** begin Dataset entries **
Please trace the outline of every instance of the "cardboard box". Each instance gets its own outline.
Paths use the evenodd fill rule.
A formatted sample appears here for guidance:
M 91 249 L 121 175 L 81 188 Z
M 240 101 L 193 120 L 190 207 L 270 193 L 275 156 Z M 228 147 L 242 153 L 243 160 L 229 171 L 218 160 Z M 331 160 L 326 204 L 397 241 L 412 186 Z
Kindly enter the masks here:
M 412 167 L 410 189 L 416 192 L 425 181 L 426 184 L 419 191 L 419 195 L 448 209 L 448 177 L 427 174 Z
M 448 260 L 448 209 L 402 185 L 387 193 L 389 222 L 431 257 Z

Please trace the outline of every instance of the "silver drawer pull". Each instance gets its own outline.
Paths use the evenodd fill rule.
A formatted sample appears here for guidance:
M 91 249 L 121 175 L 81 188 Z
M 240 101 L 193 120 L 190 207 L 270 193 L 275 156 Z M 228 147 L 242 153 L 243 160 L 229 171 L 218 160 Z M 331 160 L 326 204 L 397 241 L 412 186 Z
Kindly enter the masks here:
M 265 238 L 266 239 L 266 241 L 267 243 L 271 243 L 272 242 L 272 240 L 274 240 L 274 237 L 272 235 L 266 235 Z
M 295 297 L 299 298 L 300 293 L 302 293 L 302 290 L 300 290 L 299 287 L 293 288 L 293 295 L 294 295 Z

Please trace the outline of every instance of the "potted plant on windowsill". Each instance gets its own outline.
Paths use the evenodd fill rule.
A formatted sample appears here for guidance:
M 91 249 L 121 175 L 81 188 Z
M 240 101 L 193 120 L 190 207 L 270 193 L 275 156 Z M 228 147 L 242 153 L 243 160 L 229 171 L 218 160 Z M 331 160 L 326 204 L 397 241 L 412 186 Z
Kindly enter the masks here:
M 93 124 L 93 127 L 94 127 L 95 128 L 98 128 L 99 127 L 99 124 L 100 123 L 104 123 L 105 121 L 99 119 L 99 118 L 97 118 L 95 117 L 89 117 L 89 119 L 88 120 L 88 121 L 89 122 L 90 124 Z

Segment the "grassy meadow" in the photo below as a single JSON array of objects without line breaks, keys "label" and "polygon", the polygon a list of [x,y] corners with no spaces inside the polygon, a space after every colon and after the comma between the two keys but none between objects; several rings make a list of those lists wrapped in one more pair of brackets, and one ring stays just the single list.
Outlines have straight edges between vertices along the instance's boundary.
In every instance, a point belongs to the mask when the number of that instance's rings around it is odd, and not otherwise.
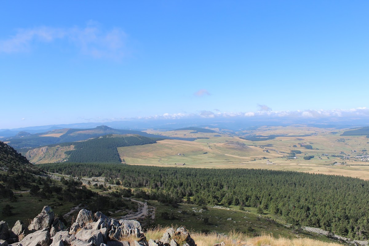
** end Dataset entries **
• [Short exercise]: Render the listing above as a JSON list of strings, one string per line, with blank lines omitted. Leave the pictures out.

• [Response to this task]:
[
  "Please trace the outline of every instance of the \"cardboard box\". Each instance gets its own outline.",
  "Paths use the evenodd fill rule.",
  "A formatted sample appears here for guidance:",
  "M 91 249 L 121 175 L 81 188 Z",
  "M 240 101 L 193 120 L 190 207 L 270 193 L 275 156 Z M 228 147 L 242 153 L 243 160 L 229 171 L 218 160 Z M 331 160 L 326 204 L 397 241 L 412 186 Z",
  "Kindly enter the masks here:",
  "M 412 167 L 410 189 L 416 192 L 425 181 L 426 184 L 419 191 L 419 195 L 448 209 L 448 177 L 427 174 Z",
  "M 448 260 L 448 209 L 402 185 L 387 193 L 389 222 L 431 257 Z",
  "Please trace the outline of every instance of the \"silver drawer pull\". Each instance gets its own outline.",
  "Paths use the evenodd fill rule.",
  "A formatted sample appears here for guidance:",
  "M 91 249 L 121 175 L 81 188 Z",
  "M 240 101 L 193 120 L 190 207 L 270 193 L 275 156 Z M 228 147 L 242 153 L 243 160 L 229 171 L 218 160 Z M 331 160 L 326 204 L 397 241 L 412 186 Z",
  "Kindly enter the masks here:",
  "M 265 238 L 266 239 L 266 241 L 267 243 L 271 243 L 272 242 L 272 240 L 274 240 L 274 237 L 272 235 L 266 235 Z",
  "M 295 297 L 299 298 L 300 293 L 302 293 L 302 290 L 300 290 L 299 287 L 293 288 L 293 295 L 294 295 Z",
  "Please trace the outline of every instance of the \"potted plant on windowsill\". Each instance gets its own outline.",
  "Paths use the evenodd fill rule.",
  "A formatted sample appears here for guidance:",
  "M 91 249 L 121 175 L 81 188 Z",
  "M 240 101 L 193 120 L 190 207 L 270 193 L 275 156 Z M 228 147 L 242 153 L 243 160 L 229 171 L 218 160 Z M 331 160 L 326 204 L 397 241 L 412 186 Z",
  "Kindly enter the masks here:",
  "M 93 124 L 93 127 L 94 127 L 95 128 L 98 128 L 99 127 L 99 124 L 100 123 L 104 123 L 105 121 L 99 119 L 99 118 L 97 118 L 95 117 L 89 117 L 89 119 L 88 120 L 88 121 L 89 122 L 90 124 Z",
  "Segment the \"grassy meadow\" in the photo below as a single JSON array of objects without line breaks, keys \"label\" and \"polygon\", the polygon a list of [x,y] corners with no spaces inside the polygon, a space after every colon and after the comma between the two keys but none between objects; several rings make a list of those lists wrapped in one more pair of brackets, and one ring stays just the single list.",
  "Outlines have straight edges between vertices along the instance's boundary.",
  "In every instance, a point belongs to the mask when the number of that instance's rings around it is odd, and not otherwise."
]